• **STORED DATA**
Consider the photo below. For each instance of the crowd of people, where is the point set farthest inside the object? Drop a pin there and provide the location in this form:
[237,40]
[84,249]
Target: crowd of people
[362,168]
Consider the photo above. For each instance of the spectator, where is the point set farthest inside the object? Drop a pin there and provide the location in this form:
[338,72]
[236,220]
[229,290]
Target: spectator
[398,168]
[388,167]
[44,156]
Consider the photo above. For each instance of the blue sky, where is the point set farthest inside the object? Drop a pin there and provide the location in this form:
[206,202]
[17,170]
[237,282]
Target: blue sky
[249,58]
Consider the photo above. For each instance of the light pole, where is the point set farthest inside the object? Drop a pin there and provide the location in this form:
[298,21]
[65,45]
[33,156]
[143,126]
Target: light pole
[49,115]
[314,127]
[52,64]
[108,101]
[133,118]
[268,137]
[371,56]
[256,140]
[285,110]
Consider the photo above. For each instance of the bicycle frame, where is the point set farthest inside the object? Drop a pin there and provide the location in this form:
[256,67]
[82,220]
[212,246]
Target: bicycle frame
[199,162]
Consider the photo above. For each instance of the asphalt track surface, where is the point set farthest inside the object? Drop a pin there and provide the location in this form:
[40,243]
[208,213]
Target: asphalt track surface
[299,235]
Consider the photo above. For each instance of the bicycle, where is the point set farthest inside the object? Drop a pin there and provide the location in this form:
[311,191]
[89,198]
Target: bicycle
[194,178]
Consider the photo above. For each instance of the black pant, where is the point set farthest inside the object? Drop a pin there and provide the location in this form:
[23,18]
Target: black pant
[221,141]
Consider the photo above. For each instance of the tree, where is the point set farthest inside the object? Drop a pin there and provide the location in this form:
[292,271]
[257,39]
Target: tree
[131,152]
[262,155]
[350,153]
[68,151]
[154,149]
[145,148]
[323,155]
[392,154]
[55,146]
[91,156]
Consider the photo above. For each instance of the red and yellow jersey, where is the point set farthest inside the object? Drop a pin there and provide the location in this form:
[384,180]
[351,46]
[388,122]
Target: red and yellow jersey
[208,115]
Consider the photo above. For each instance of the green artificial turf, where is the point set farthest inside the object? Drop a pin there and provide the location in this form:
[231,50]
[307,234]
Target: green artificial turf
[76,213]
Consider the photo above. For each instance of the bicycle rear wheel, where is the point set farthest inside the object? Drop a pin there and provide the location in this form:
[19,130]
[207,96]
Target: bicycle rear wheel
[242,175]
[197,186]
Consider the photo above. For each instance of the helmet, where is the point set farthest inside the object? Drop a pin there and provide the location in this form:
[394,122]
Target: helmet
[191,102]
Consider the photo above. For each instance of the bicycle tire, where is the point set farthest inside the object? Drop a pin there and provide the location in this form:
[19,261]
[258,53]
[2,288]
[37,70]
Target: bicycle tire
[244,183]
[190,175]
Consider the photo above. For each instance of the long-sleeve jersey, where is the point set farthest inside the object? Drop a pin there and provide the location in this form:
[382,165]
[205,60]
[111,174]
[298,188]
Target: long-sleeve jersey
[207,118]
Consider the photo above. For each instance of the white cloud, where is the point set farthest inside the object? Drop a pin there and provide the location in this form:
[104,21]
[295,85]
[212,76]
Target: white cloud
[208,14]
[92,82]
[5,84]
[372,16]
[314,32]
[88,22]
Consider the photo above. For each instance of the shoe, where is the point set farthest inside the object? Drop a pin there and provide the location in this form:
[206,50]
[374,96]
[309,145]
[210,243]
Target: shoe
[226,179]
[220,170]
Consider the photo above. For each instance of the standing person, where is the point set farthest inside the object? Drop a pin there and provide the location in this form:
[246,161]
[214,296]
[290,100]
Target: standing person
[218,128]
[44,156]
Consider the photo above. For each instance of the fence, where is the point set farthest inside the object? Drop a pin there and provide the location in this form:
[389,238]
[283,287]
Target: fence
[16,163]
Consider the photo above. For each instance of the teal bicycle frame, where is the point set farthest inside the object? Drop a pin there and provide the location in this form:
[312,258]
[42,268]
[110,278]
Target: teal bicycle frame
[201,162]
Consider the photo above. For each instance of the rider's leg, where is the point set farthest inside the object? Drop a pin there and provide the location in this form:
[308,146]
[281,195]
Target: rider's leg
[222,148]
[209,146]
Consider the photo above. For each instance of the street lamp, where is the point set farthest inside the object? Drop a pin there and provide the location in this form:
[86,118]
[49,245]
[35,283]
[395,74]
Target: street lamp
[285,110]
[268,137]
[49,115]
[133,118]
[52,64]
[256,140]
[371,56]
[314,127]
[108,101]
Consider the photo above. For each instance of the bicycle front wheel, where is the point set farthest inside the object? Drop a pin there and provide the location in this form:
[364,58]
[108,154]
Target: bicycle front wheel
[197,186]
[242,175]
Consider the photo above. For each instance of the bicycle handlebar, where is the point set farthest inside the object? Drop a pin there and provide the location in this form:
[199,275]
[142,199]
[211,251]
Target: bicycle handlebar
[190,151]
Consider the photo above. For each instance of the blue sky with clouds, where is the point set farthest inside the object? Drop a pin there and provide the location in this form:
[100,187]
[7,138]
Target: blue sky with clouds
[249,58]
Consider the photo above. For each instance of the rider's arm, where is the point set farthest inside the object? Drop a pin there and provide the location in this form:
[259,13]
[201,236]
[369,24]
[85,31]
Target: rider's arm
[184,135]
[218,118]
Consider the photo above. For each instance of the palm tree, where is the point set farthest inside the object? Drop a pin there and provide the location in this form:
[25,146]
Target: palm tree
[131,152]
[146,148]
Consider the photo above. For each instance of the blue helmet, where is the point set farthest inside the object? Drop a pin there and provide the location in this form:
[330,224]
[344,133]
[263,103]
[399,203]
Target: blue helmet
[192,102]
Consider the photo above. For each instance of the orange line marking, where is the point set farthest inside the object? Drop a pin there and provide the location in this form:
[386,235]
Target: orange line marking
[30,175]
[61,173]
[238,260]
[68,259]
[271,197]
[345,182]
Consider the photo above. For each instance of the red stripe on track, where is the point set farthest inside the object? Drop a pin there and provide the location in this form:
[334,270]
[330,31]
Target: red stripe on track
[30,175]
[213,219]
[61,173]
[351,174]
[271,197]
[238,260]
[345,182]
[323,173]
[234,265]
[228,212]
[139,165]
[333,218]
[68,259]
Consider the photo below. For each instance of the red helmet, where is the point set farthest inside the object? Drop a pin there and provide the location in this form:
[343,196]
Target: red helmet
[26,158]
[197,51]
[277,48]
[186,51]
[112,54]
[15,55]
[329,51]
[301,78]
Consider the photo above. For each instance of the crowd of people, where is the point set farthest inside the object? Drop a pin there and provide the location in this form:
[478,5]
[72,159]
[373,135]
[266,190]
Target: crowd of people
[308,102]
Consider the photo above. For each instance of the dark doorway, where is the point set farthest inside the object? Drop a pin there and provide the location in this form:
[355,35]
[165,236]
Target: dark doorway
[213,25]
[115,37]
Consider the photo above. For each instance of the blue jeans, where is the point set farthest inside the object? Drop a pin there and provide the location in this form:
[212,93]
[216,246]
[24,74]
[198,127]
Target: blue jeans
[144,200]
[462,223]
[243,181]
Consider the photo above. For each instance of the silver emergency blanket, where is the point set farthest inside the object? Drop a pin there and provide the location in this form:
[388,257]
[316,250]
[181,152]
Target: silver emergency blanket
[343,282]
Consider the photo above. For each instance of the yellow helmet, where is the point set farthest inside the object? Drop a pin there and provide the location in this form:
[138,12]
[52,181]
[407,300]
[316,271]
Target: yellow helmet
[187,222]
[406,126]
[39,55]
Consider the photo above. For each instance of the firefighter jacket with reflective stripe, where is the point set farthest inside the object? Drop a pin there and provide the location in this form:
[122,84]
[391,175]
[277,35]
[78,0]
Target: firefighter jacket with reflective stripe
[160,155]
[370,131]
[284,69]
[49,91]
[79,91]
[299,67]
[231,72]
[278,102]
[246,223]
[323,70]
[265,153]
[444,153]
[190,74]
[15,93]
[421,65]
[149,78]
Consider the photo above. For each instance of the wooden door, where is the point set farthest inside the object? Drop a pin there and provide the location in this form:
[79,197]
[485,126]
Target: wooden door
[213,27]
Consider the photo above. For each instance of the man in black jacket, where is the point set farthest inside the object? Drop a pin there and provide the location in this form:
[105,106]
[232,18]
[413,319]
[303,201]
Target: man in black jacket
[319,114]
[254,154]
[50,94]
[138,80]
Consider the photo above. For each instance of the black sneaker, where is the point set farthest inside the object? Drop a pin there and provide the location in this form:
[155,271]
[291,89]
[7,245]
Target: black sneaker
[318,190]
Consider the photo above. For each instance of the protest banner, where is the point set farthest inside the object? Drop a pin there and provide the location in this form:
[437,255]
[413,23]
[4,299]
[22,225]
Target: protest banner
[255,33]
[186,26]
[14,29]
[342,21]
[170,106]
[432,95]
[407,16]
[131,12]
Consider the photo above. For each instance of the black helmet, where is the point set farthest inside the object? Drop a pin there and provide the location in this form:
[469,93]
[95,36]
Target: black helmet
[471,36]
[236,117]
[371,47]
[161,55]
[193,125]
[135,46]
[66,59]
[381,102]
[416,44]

• **OBJECTIVE**
In the entries above, take the line containing "Consider the photo above. For each instance of the wooden" and each later line through the last, and repeat them exactly. Output nothing else.

• **OUTPUT**
Consider the photo above. For each instance of the wooden door, where is the point set farthest inside the object? Drop a pin there and provide the location in this form:
[79,197]
[485,126]
Target: wooden door
[213,27]
Consider the photo above. For each instance of the man in black jacket, where is the point set farthest inside the object? Drop a pin there and provide the location in this form:
[105,106]
[232,18]
[413,319]
[303,201]
Target: man in black jacket
[319,114]
[254,154]
[50,94]
[138,80]
Consider the photo above. For each instance of the black sneaker, where is the point set farthest inside the object? Drop a pin there and provide the location in this form:
[155,271]
[291,89]
[7,245]
Target: black sneaker
[318,190]
Consider the photo above. For each instance of the protest banner, where is the point set farthest inside the object? Drop a pin there and provide the location in this form:
[437,255]
[413,23]
[4,299]
[22,225]
Target: protest banner
[255,33]
[186,26]
[14,29]
[342,21]
[170,106]
[432,95]
[407,16]
[131,12]
Consider the photo above. For each instance of the black helmet, where is the point set farthest inside the object? Drop a pin there and provide the location in this form:
[469,93]
[95,36]
Target: black helmet
[471,36]
[236,117]
[371,47]
[161,55]
[193,125]
[135,46]
[66,59]
[381,102]
[416,44]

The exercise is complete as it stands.